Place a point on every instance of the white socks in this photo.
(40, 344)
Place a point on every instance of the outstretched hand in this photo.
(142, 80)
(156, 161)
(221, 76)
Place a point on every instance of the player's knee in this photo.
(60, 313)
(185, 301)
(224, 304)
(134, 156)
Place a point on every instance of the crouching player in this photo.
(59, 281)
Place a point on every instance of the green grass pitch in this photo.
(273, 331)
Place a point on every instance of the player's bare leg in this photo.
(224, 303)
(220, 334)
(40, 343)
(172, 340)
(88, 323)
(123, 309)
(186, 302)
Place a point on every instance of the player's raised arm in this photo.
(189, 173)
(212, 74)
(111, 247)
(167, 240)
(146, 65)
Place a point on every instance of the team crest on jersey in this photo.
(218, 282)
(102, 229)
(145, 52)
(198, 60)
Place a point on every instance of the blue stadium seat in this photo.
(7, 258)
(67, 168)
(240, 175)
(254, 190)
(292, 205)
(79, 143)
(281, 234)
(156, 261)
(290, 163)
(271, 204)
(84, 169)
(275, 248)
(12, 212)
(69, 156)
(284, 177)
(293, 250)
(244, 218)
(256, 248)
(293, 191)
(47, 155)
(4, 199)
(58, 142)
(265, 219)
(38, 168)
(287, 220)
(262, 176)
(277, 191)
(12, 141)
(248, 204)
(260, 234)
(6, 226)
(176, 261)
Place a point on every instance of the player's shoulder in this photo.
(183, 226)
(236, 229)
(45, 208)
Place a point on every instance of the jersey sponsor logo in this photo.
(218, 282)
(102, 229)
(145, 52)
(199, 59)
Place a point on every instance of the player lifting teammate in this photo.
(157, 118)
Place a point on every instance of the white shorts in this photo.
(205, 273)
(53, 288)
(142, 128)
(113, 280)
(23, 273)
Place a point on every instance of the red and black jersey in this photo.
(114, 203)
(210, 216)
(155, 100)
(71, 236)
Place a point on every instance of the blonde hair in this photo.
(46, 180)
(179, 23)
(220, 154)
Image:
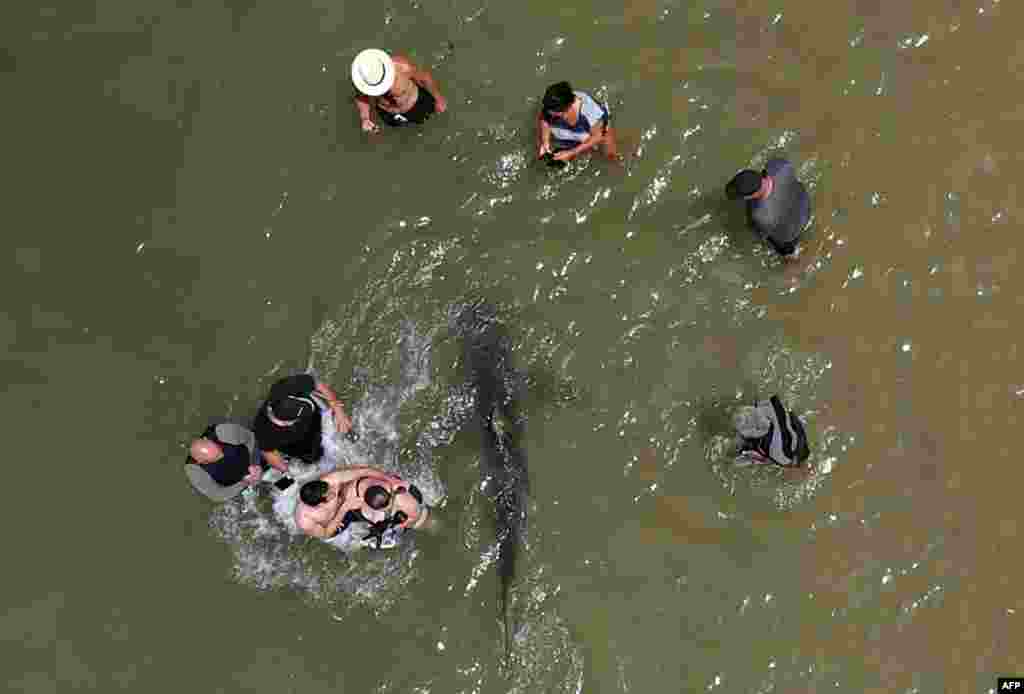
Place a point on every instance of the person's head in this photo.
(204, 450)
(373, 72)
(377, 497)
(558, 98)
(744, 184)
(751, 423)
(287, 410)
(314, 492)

--

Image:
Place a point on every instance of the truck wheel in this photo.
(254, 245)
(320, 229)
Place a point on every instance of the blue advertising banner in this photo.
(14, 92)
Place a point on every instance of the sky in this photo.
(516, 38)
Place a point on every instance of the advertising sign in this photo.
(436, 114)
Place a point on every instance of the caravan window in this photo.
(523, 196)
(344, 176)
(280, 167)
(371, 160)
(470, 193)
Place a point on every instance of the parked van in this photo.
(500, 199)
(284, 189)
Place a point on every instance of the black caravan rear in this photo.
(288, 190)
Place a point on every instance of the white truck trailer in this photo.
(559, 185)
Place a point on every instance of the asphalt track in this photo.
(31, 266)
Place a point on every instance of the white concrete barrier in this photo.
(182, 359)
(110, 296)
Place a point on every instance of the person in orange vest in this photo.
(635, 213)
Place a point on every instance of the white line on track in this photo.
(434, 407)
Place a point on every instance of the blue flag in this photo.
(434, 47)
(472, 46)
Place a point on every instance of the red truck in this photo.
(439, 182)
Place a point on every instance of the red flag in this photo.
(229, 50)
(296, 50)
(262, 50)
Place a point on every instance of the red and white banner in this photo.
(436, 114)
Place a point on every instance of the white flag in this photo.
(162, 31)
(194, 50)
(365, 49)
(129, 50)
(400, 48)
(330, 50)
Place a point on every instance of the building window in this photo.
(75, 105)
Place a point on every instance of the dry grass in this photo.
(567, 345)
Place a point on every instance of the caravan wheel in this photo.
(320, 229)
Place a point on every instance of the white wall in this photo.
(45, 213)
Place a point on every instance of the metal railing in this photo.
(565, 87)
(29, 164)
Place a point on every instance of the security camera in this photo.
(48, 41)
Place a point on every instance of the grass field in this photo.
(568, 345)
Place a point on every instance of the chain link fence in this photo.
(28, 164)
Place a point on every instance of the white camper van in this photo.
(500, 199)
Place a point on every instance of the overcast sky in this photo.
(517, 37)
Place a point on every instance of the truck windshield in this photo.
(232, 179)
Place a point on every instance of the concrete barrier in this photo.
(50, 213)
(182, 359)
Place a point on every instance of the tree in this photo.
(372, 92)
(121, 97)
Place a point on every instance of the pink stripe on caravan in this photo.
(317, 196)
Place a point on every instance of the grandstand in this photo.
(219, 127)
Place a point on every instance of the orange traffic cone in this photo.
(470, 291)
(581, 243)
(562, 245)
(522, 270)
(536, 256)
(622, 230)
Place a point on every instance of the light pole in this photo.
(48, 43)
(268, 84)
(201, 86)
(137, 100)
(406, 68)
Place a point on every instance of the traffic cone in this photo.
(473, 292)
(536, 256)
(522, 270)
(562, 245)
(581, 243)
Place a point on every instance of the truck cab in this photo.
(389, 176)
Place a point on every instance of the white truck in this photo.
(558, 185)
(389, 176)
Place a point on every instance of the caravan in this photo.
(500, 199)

Exercise directions: Copy out every line in the items above that contains the string "grass", matching case exactly.

Solved exercise:
Place a point on every instance of the green grass pitch in this photo.
Place a point on every instance of the dry grass in this photo.
Place a point on every instance of the grass field in this photo.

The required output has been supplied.